• [Given exercise]:
Extract every row below and reproduce each one verbatim, with no changes.

• [Data for this exercise]:
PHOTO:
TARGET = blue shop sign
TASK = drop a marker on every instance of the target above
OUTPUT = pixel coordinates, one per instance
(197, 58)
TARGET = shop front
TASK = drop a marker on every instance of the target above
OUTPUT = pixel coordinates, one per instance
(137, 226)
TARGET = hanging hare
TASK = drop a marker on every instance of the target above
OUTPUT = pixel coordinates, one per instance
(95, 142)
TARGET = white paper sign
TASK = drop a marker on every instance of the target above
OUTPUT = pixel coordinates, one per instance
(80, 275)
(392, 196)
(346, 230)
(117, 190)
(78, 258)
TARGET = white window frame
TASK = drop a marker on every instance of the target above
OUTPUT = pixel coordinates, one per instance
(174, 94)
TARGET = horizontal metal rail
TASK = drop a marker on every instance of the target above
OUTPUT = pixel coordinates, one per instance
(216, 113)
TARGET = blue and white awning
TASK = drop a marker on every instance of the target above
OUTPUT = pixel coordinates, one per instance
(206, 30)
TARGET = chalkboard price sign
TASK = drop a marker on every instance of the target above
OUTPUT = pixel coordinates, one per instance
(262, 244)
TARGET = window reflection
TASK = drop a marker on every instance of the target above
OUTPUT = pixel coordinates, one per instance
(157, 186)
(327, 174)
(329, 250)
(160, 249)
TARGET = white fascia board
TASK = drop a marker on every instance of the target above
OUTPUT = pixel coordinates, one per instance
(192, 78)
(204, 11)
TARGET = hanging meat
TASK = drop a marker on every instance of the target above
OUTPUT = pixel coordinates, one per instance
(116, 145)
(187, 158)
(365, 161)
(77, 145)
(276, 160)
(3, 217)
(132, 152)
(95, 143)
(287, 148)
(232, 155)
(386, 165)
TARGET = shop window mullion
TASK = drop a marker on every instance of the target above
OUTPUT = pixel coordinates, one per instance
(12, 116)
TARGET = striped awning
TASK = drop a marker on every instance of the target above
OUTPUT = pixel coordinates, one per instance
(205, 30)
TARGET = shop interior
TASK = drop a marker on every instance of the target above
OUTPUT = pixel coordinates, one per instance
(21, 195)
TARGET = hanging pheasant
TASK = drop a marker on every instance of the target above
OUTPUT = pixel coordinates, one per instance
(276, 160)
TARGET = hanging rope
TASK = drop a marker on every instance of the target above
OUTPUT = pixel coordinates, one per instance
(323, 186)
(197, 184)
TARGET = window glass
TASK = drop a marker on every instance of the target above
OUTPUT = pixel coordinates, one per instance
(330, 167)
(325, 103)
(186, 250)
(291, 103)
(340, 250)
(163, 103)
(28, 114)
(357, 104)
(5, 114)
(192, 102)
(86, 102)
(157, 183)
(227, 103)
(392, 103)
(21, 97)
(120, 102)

• [Finished exercise]:
PHOTO:
TARGET = blue shop sign
TASK = drop a marker on every instance of the target above
OUTPUT = pixel coordinates, one per instance
(197, 58)
TARGET = shop front
TASK = drop a marker on every instance of the target above
OUTPUT = pixel coordinates, one per instance
(137, 226)
TARGET = hanging hare
TASK = drop a marker on every instance of the target above
OUTPUT = pixel coordinates, one per instance
(95, 142)
TARGET = white paper sign
TASK = drop a marker on every instance of the target above
OUTPUT = pixel coordinates, one per instance
(80, 275)
(392, 196)
(346, 230)
(117, 190)
(78, 258)
TARGET = white window frame
TASK = drop a marker on every instance of the target above
OUTPUT = pixel coordinates, one per instance
(174, 94)
TARGET = horizontal metal rail
TASK = drop a marker on every instance of the target above
OUTPUT = pixel coordinates, one per instance
(216, 113)
TARGET = blue and white awning
TASK = drop a marker on every instance of the target above
OUTPUT = pixel coordinates, one per instance
(206, 30)
TARGET = chalkboard price sign
TASK = drop a marker on every instance of the target above
OUTPUT = pixel coordinates, one per instance
(262, 244)
TARGET = window reflection
TASK = drop a marker on every instance of the target above
OUTPUT = pixel coordinates, one per instance
(157, 186)
(327, 174)
(329, 250)
(160, 249)
TARGET = white fascia board
TASK = drop a marker on every instance of the target above
OUTPUT = pixel coordinates, one per instance
(192, 78)
(204, 11)
TARGET = hanging meat
TASK = drop a marker on every instance of the target above
OUTPUT = pixel coordinates, one per instance
(116, 145)
(187, 158)
(365, 161)
(77, 145)
(276, 160)
(3, 217)
(132, 152)
(95, 143)
(287, 148)
(232, 155)
(386, 165)
TARGET = shop window mullion
TASK = drop a marker on every instance of the target above
OUTPUT = pixel coordinates, one per instance
(12, 116)
TARGET = striped awning
TASK = drop a marker on every instance of the target above
OUTPUT = pixel coordinates, one per instance
(205, 30)
TARGET = shop interior
TASK = drop a marker on every instance of the target above
OUTPUT = pixel coordinates, one per instance
(21, 195)
TARGET = hanging pheasant
TASK = drop a marker on every instance of the target above
OUTPUT = pixel coordinates, one per instance
(276, 160)
TARGET = hanging rope
TASK = drop a marker on every instance of the target above
OUTPUT = pixel coordinates, one per instance
(323, 186)
(197, 184)
TARGET = window glass
TASK = drop a marker on every instance of the target above
OUTPUT = pixel coordinates, one per instance
(330, 167)
(325, 103)
(186, 250)
(291, 103)
(340, 250)
(163, 103)
(28, 114)
(357, 104)
(5, 114)
(192, 102)
(86, 102)
(157, 183)
(227, 103)
(392, 103)
(21, 97)
(120, 102)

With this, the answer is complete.